(Point labeling examples)
━━━
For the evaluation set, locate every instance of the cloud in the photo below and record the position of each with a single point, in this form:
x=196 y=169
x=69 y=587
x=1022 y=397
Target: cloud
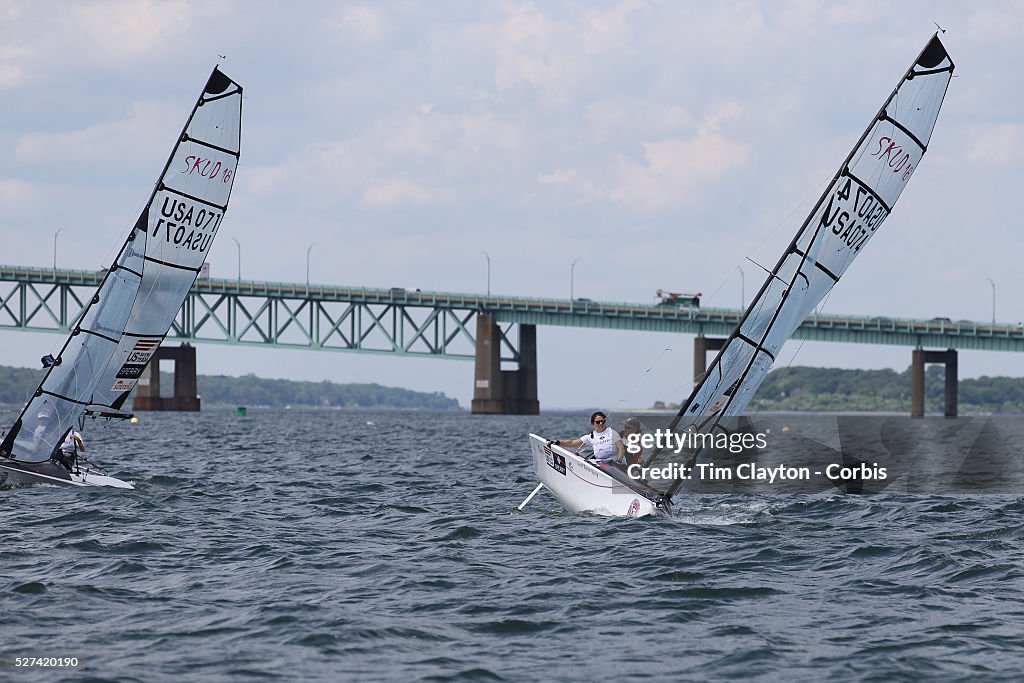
x=364 y=23
x=396 y=193
x=119 y=30
x=15 y=191
x=136 y=136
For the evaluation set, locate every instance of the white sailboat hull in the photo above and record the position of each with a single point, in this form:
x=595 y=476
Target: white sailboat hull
x=15 y=474
x=582 y=485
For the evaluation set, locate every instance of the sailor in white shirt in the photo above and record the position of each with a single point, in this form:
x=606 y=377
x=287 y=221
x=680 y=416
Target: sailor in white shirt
x=606 y=442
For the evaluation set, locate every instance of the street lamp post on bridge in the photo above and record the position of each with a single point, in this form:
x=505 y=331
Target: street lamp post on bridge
x=487 y=256
x=239 y=245
x=572 y=284
x=58 y=231
x=993 y=298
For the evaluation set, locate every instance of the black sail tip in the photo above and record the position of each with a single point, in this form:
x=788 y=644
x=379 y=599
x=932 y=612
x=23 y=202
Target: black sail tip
x=933 y=54
x=217 y=83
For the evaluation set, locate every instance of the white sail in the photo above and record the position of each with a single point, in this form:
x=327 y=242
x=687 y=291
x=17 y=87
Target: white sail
x=846 y=217
x=142 y=292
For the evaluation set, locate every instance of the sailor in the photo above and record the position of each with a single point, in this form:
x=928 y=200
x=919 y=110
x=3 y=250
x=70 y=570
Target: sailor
x=606 y=442
x=69 y=450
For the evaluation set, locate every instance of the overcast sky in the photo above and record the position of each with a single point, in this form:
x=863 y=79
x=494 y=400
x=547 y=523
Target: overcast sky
x=662 y=143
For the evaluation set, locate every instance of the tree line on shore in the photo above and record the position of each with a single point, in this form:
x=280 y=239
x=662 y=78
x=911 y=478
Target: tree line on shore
x=835 y=390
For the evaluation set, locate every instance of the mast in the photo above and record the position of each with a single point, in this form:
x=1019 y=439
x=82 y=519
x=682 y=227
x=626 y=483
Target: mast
x=135 y=303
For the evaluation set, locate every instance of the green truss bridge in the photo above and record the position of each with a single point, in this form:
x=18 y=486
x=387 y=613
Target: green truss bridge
x=485 y=329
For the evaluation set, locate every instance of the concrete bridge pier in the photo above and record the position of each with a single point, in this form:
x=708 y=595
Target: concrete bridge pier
x=701 y=345
x=498 y=391
x=185 y=397
x=920 y=357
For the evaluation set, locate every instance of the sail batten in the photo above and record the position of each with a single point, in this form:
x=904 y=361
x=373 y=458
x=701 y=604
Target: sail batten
x=141 y=293
x=847 y=215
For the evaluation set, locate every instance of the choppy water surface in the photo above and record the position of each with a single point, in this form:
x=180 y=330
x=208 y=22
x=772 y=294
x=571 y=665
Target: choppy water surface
x=325 y=546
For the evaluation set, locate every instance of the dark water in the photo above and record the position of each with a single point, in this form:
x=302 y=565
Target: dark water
x=325 y=546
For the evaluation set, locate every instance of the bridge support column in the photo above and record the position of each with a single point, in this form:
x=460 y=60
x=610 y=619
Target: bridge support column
x=498 y=391
x=920 y=357
x=185 y=398
x=701 y=345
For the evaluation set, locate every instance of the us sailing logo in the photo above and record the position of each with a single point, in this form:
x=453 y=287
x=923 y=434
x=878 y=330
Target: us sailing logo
x=135 y=364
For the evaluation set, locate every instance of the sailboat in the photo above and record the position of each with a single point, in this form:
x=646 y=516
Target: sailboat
x=135 y=304
x=847 y=215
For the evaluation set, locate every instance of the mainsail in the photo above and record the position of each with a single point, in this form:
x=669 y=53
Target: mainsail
x=134 y=306
x=848 y=214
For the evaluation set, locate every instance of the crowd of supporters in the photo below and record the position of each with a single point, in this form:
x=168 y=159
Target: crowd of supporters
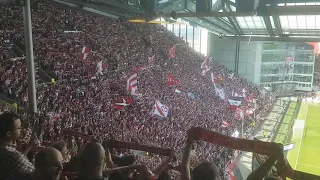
x=81 y=99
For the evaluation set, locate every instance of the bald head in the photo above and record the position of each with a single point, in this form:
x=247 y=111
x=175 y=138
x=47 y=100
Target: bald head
x=47 y=156
x=48 y=163
x=92 y=154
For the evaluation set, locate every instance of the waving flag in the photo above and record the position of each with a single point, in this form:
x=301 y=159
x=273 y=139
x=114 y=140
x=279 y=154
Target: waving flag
x=177 y=91
x=230 y=75
x=248 y=110
x=132 y=84
x=219 y=91
x=225 y=124
x=120 y=104
x=234 y=102
x=160 y=109
x=172 y=52
x=150 y=61
x=239 y=115
x=100 y=67
x=85 y=52
x=289 y=59
x=205 y=65
x=217 y=82
x=216 y=78
x=172 y=80
x=249 y=98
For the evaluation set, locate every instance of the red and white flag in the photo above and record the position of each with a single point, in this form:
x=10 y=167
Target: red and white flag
x=150 y=61
x=234 y=103
x=217 y=79
x=172 y=52
x=160 y=109
x=84 y=53
x=100 y=67
x=249 y=98
x=205 y=65
x=132 y=84
x=120 y=104
x=172 y=80
x=225 y=124
x=239 y=115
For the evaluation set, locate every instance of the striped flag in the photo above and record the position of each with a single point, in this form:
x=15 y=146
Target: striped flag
x=172 y=52
x=160 y=109
x=84 y=53
x=225 y=124
x=132 y=84
x=172 y=80
x=205 y=65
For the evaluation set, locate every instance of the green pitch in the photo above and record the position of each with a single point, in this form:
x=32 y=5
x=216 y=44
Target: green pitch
x=305 y=156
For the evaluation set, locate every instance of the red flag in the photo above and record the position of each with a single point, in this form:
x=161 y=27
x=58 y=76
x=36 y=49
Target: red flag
x=172 y=80
x=84 y=53
x=225 y=124
x=205 y=65
x=120 y=104
x=249 y=98
x=239 y=115
x=172 y=52
x=137 y=69
x=150 y=61
x=288 y=59
x=132 y=84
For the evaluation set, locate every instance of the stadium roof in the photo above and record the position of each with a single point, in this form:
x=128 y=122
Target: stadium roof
x=285 y=20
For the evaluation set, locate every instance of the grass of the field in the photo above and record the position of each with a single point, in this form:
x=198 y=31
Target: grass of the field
x=305 y=156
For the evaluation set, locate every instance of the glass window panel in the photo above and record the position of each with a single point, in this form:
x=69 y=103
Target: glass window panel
x=293 y=22
x=204 y=41
x=176 y=29
x=284 y=22
x=197 y=39
x=311 y=22
x=190 y=35
x=183 y=32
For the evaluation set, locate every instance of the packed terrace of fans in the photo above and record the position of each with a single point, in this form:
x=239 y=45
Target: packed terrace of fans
x=82 y=99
━━━
• Your task: Reproduce the entries verbatim from their beginning through the line containing "x=835 y=390", with that line included. Leave out the pictures.

• Solved exercise:
For the evaluation set, locate every instance of the cloud in the photo below and record the position of each with a single point, in this form:
x=196 y=169
x=69 y=587
x=1022 y=397
Target: cloud
x=364 y=23
x=396 y=193
x=119 y=30
x=15 y=191
x=136 y=136
For the evaluation set, locate every instance of the white sailboat hull in the photo above and record the position of each with a single point, in this form:
x=595 y=476
Target: white sailboat hull
x=15 y=474
x=582 y=485
For the evaluation set, locate every instance of the sailor in white shirt in the photo above and record the position of each with a single point, in this form:
x=606 y=377
x=287 y=221
x=680 y=416
Target: sailor in white shirt
x=606 y=442
For the evaluation set, locate every instance of the street lamp post on bridge in the photo above and record the position of each with a single point, in this form:
x=505 y=331
Target: street lamp post on bridge
x=487 y=256
x=239 y=245
x=572 y=284
x=58 y=231
x=993 y=298
For the evaluation set, locate every instance of the black sail tip in the photo above and record the position of each with a single point, in this form:
x=788 y=644
x=379 y=599
x=932 y=612
x=23 y=202
Target: black sail tip
x=933 y=54
x=217 y=83
For the evaluation set, locate every instance of the white sail in the photo above and record the position of each with a single point, in this form:
x=327 y=242
x=687 y=291
x=17 y=87
Target: white sail
x=846 y=217
x=142 y=292
For the evaluation set, locate every instance of the sailor in the photo above and record the position of each with a single point, in this form:
x=928 y=200
x=919 y=110
x=3 y=250
x=70 y=570
Target: sailor
x=606 y=442
x=69 y=450
For the evaluation set, locate every instance of the overcast sky in the photo above and record the position of each with a single point, in this form:
x=863 y=79
x=494 y=400
x=547 y=523
Target: overcast sky
x=662 y=143
For the evaluation set, locate every instance of the tree line on shore in the photo above and record the position of each with a single point, in this form:
x=280 y=239
x=662 y=78
x=911 y=478
Target: tree line on shore
x=835 y=390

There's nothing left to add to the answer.